[START SUPPLIED RECORDS]

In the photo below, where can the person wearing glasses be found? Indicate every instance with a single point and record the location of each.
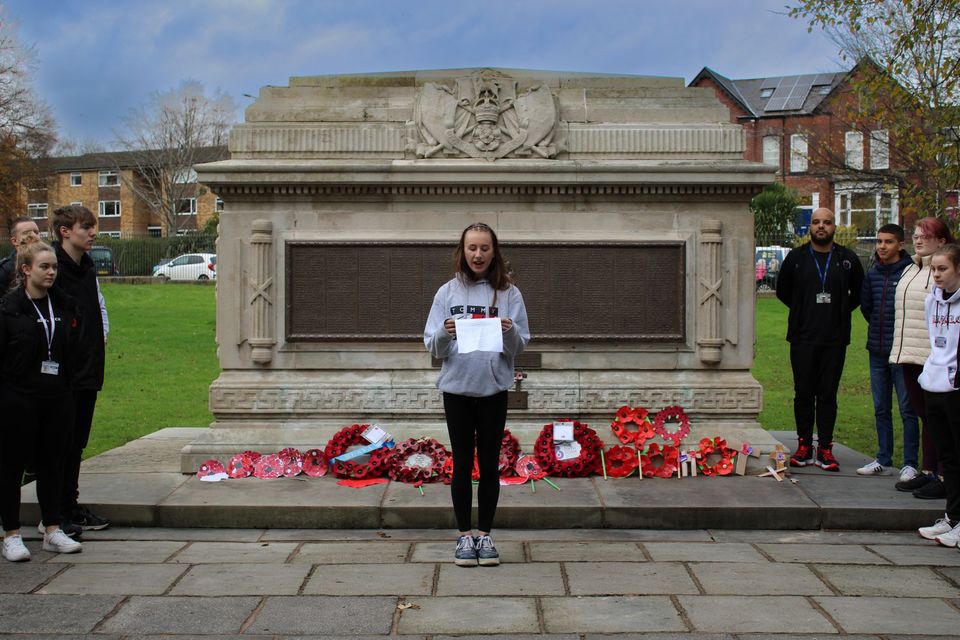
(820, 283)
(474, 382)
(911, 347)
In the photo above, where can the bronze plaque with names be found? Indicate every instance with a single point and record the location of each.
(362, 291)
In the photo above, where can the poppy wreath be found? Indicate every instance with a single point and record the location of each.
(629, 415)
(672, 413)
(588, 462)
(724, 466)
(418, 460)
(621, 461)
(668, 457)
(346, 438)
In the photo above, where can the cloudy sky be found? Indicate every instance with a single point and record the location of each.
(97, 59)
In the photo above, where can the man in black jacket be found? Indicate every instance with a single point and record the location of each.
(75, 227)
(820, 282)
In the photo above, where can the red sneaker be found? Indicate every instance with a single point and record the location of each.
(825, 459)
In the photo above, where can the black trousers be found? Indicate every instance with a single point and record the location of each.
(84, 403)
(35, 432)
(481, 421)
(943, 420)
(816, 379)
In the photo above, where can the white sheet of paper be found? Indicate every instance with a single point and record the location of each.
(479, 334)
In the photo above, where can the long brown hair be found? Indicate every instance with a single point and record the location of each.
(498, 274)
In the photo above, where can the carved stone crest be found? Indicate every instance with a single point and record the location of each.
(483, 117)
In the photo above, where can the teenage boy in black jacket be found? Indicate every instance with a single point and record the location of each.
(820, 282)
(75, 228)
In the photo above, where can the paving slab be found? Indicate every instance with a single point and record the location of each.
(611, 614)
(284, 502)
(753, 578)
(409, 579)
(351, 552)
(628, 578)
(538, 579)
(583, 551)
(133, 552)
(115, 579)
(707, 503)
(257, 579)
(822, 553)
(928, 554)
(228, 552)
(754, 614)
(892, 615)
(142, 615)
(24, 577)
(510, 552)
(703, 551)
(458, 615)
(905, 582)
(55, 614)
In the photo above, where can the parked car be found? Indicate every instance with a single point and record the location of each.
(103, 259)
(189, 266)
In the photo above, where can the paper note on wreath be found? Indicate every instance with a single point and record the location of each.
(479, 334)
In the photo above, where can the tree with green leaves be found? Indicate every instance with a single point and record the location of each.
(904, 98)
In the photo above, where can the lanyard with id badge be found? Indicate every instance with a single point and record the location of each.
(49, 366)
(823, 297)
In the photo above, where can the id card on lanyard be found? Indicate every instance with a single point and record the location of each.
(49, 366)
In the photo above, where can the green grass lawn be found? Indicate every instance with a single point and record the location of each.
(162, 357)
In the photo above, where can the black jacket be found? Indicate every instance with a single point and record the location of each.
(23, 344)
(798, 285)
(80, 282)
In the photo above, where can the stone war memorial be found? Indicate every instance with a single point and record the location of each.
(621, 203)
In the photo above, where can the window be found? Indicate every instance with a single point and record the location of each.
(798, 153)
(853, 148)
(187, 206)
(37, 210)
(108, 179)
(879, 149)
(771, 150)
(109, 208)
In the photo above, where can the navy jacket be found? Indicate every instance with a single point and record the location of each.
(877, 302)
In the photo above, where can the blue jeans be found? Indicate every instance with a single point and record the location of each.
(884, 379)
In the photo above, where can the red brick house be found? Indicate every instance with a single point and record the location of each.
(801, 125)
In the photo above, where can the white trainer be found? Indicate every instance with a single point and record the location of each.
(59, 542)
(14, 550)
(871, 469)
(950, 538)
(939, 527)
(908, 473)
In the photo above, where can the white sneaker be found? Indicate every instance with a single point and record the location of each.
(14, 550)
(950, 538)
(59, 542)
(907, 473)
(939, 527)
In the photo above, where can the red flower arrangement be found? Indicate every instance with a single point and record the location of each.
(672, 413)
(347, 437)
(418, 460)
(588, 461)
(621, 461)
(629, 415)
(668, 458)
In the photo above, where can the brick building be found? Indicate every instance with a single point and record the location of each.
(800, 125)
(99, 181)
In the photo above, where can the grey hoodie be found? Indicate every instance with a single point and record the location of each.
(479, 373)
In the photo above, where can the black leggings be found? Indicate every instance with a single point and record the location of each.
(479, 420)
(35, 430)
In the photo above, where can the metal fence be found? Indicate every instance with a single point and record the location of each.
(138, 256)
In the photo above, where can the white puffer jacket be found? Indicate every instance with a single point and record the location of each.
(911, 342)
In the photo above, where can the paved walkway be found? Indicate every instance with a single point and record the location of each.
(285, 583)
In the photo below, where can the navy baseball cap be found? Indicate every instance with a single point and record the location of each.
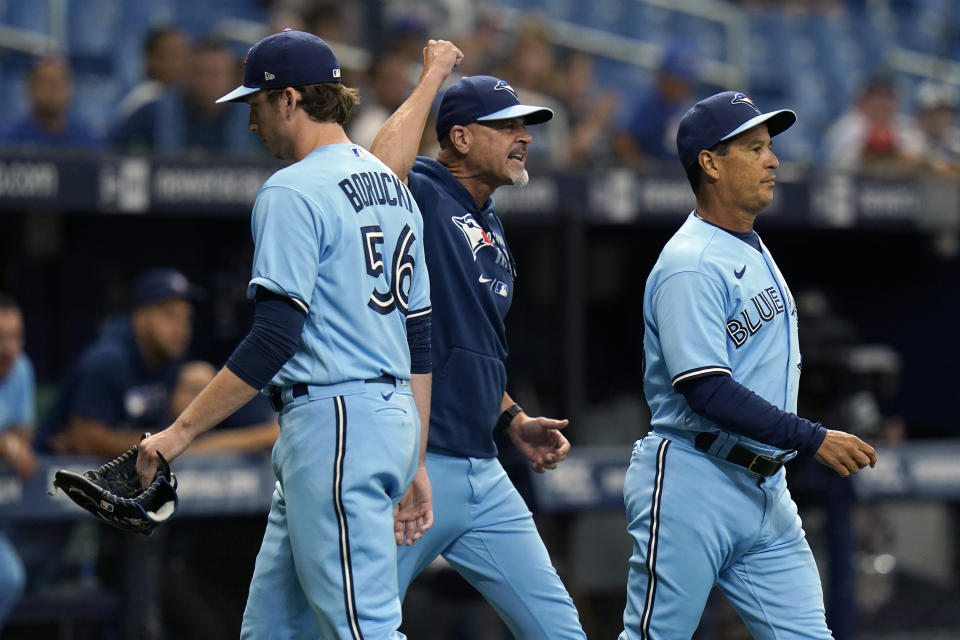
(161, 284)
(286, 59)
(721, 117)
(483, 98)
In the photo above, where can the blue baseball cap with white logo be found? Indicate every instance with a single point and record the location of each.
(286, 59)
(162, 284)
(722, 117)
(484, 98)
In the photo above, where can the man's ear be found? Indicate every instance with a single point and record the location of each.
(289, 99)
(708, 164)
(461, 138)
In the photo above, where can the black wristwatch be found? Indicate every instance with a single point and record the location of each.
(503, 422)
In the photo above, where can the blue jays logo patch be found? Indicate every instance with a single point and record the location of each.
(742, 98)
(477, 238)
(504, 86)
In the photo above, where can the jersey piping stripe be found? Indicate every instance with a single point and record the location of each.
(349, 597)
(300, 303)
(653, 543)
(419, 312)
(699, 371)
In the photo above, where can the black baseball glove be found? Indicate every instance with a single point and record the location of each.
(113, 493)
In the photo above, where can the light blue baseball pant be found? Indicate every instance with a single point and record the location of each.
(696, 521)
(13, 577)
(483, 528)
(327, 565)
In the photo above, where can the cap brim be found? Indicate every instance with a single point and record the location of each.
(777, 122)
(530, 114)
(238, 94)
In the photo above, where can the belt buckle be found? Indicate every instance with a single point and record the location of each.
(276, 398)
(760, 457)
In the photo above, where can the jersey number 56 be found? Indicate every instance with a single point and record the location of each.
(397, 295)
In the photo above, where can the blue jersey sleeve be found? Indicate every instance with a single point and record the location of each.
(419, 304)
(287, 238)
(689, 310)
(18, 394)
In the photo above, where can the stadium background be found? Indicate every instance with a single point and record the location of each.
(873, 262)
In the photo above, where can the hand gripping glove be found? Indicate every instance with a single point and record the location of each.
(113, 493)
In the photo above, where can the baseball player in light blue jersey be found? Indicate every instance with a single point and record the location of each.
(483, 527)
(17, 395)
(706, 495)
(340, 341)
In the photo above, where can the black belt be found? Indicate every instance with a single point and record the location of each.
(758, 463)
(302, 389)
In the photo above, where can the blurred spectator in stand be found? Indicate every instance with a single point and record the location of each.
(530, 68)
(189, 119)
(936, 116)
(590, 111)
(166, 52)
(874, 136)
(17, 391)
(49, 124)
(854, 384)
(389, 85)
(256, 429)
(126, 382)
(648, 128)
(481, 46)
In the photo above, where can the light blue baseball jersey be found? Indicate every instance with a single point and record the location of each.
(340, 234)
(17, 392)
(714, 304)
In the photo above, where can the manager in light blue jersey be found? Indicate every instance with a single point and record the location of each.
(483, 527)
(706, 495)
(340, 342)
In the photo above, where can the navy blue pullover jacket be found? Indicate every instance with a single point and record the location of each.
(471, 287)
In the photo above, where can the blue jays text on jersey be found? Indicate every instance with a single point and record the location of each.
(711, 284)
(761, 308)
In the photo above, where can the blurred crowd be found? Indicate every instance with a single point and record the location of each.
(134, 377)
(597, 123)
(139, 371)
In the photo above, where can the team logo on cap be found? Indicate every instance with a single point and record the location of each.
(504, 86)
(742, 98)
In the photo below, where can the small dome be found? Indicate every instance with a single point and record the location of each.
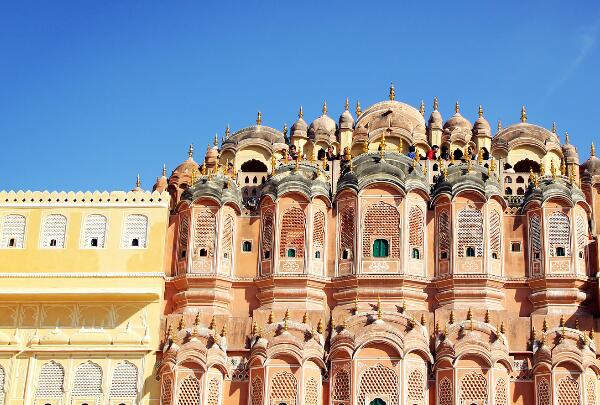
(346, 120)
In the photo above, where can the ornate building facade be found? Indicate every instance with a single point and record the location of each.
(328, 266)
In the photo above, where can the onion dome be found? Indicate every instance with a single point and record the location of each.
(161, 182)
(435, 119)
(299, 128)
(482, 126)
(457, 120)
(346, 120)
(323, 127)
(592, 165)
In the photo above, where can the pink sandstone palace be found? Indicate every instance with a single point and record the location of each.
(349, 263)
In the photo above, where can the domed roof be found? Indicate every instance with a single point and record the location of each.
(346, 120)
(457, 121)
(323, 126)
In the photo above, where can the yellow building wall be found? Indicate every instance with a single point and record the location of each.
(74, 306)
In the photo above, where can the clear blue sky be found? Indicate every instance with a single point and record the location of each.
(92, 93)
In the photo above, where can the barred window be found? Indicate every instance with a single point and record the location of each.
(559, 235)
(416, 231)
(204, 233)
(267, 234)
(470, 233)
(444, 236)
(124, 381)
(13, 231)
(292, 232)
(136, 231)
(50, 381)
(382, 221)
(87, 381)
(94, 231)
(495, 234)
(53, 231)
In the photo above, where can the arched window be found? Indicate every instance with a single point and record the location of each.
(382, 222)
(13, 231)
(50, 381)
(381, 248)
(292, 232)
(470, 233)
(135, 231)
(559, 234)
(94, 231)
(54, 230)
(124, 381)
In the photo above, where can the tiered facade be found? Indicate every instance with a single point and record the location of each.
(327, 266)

[END SUPPLIED RECORDS]

→ **WRITTEN REQUEST**: Reproduce everything from the line containing "In the photo above, where can the clear" down to the end of the data, word for word.

→ **ANSWER BELOW**:
In the photo above, where can the clear blue sky be found? Indicate every instance with a single point and record the location of each.
(92, 93)
In the photo above, where can the barred window be found? Indicate every instance with a single point and record the location of each.
(559, 235)
(416, 231)
(204, 233)
(267, 234)
(470, 233)
(444, 236)
(124, 381)
(13, 231)
(292, 232)
(136, 231)
(50, 381)
(382, 221)
(87, 381)
(94, 231)
(495, 234)
(53, 231)
In the photo above, where can the arched window be found? Indicate every instance with a single point and record the location of each.
(382, 222)
(13, 231)
(50, 381)
(381, 248)
(292, 232)
(470, 233)
(135, 231)
(559, 234)
(94, 231)
(54, 230)
(124, 381)
In the photo above, where can the tiered facade be found? Indicate every instance with a single point and record the location of each.
(327, 266)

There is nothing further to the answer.